◆ **Provided data**
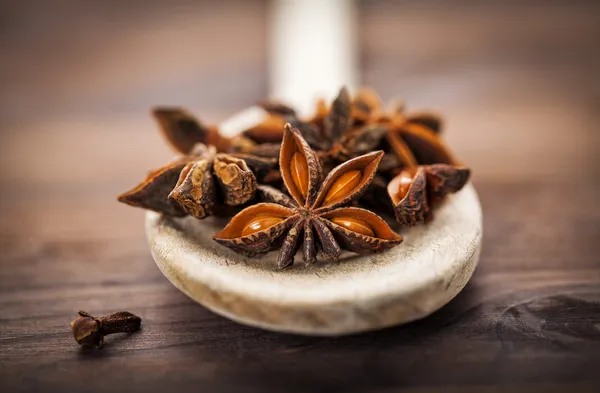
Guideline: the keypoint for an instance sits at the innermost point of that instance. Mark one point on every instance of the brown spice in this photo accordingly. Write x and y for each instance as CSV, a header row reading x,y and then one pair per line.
x,y
200,182
90,331
316,205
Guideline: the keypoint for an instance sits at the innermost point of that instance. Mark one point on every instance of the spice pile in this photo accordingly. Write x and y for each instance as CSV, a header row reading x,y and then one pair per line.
x,y
331,182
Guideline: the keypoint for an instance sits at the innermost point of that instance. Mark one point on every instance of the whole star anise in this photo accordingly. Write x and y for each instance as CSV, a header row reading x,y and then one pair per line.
x,y
316,207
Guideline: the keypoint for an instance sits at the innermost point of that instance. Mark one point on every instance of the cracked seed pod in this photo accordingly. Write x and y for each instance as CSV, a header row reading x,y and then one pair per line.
x,y
153,192
199,183
184,131
315,213
415,190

◆ **Exercise instructions**
Your answer should be the lines from the one that contains "of the spice" through the last line of the material, copied exactly.

◆ **Solution for this task**
Guideline: the keypoint for an instance sits at the innermost point of that instance. Mark one point on every instance of the spice pile in this photo accordingly. Write x and y for each instance as CSV, a header row reading x,y and then one pair per line.
x,y
331,182
Guideline: the keypoint for an instance sits at the innermost point of that instance. Mark one point on every instance of the whole star anise in this photo accordingly. Write x and y for each instance as CSV, a header row reading x,y and then one pair per line.
x,y
316,207
Guideline: the keypoint for an instance sits at the innermost point of that instance. Mark one point on every instance of the cracked seed pod in this photo accordingly. Write x and y for each instance as CSV, a header row reading x,y and then one pair per line.
x,y
153,192
199,183
184,131
315,213
415,190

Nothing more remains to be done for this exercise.